Introduction
Python’s built-in json module is a vital tool, but it currently lacks native support for several foundational types within Python’s own standard library. Nearly every modern application relies on datetime, uuid.UUID, decimal.Decimal, and set, yet passing any of these to json.dumps() results in a TypeError.
This forces developers into a repetitive cycle of rewriting custom JSONEncoder subclasses, copying boilerplate snippets from Stack Overflow, or importing heavy external libraries just to handle basic serialization.
I propose adding an opt-in json.ExtendedEncoder to json/encoder.py. This provides a standard, “batteries-included” way to serialize these common types without introducing any backward-compatibility breaking changes to the default behavior.
The Proposed Class
import json
from datetime import datetime, date, time
from decimal import Decimal
from uuid import UUID
class ExtendedEncoder(json.JSONEncoder):
"""
An opt-in JSONEncoder that natively handles common Python standard library
types like datetime, UUID, Decimal, and set.
"""
def default(self, obj):
if isinstance(obj, (datetime, date, time)):
return obj.isoformat()
if isinstance(obj, UUID):
return str(obj)
if isinstance(obj, Decimal):
# Serialized as string to prevent IEEE 754 float precision loss
return str(obj)
if isinstance(obj, (set, frozenset)):
try:
return sorted(list(obj))
except TypeError:
# Mixed-type sets (e.g. {1, 'a'}) cannot be sorted reliably.
# We acknowledge this fallback is imperfect; an alternative
# would be raising TypeError with a clear message. Open to
# discussion on which is preferable.
return sorted(list(obj), key=str)
return super().default(obj)
Usage Example
import json
from datetime import datetime
from decimal import Decimal
import uuid
data = {
"transaction_id": uuid.uuid4(),
"amount": Decimal("100.50"),
"timestamp": datetime.now(),
"tags": {"finance", "api"}
}
# Clean, safe, out-of-the-box serialization
json_string = json.dumps(data, cls=json.ExtendedEncoder)

EXERCISE REQUIREMENTS
A – In the json encoder proposal, what reason does the code comment give for serializing Decimal values as strings?
B – Rewrite the paragraph of the json encoder proposal that begins "Python’s built-in json module is a vital tool" as a short bulleted list that keeps its main facts.
C – Retype the part of the json encoder proposal starting at "# We acknowledge" and ending at "return super().default(obj)".

DATA EXTRACT
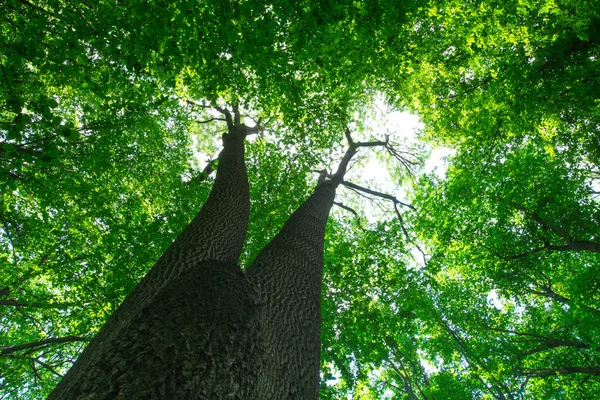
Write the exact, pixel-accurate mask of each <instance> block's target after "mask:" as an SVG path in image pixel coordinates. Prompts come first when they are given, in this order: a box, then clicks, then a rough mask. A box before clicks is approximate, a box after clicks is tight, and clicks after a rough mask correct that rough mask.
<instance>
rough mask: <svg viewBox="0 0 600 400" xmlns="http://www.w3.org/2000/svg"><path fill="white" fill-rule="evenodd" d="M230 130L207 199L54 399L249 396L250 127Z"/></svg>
mask: <svg viewBox="0 0 600 400" xmlns="http://www.w3.org/2000/svg"><path fill="white" fill-rule="evenodd" d="M227 117H228V118H227V120H228V133H227V134H226V135H224V137H223V146H224V148H223V150H222V152H221V153H220V154H219V165H218V169H217V176H216V178H215V183H214V187H213V189H212V191H211V194H210V196H209V198H208V199H207V201H206V203H205V204H204V206H203V207H202V209H201V210H200V212H199V213H198V215H197V216H196V218H194V220H193V221H192V222H191V223H190V224H189V225H188V226H187V227H186V229H185V230H184V231H183V232H182V233H181V234H180V235H179V237H178V238H177V239H176V240H175V241H174V242H173V243H172V244H171V246H170V247H169V249H168V250H167V251H166V252H165V254H163V256H162V257H161V258H160V259H159V260H158V262H157V263H156V264H155V265H154V267H153V268H152V269H151V270H150V272H149V273H148V274H147V275H146V276H145V277H144V279H142V281H141V282H140V283H139V285H138V286H137V287H136V288H135V289H134V290H133V292H132V293H131V294H130V295H129V296H128V297H127V298H126V299H125V301H124V302H123V304H121V306H120V307H119V308H118V309H117V310H116V311H115V313H114V314H113V315H112V316H111V318H110V319H109V321H108V322H107V323H106V325H105V326H104V327H103V328H102V329H101V331H100V333H99V334H98V335H97V336H96V337H95V338H94V340H92V342H91V343H90V345H89V346H88V347H87V348H86V349H85V350H84V352H83V353H82V354H81V356H80V357H79V359H78V360H77V361H76V363H75V364H74V365H73V367H72V368H71V370H70V371H69V372H68V373H67V375H66V376H65V377H64V378H63V380H62V381H61V382H60V383H59V385H58V386H57V387H56V389H55V390H54V391H53V392H52V393H51V394H50V396H49V399H60V400H64V399H67V400H68V399H73V400H75V399H77V400H80V399H220V398H234V399H246V398H250V397H248V395H247V394H248V393H250V391H251V390H253V389H252V385H251V382H254V381H255V380H256V377H255V375H256V371H257V369H256V368H255V367H253V366H252V362H253V361H254V359H256V358H259V353H260V352H261V351H262V350H261V348H260V344H259V343H258V340H257V338H258V337H259V336H258V334H257V332H256V330H257V326H256V324H257V321H259V318H256V314H257V312H258V308H257V303H256V299H257V293H256V291H255V290H254V289H253V288H252V286H251V285H250V284H249V283H248V281H247V279H246V277H245V276H244V275H243V273H242V271H241V270H240V268H239V266H238V265H237V261H238V258H239V256H240V254H241V251H242V246H243V243H244V239H245V235H246V230H247V226H248V216H249V212H250V211H249V210H250V206H249V190H248V178H247V175H246V166H245V162H244V139H245V135H246V127H245V126H244V125H242V124H240V123H239V116H238V114H237V112H236V115H235V120H234V119H232V118H231V116H230V115H229V113H228V115H227Z"/></svg>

EXPECTED RESPONSES
A – To prevent IEEE 754 float precision loss.

B –
- Python’s built-in json module is a vital tool, but it lacks native support for several foundational standard library types.
- Nearly every modern application relies on datetime, uuid.UUID, decimal.Decimal, and set.
- Passing any of these types to json.dumps() results in a TypeError.

C –
# We acknowledge this fallback is imperfect; an alternative
# would be raising TypeError with a clear message. Open to
# discussion on which is preferable.
return sorted(list(obj), key=str)
return super().default(obj)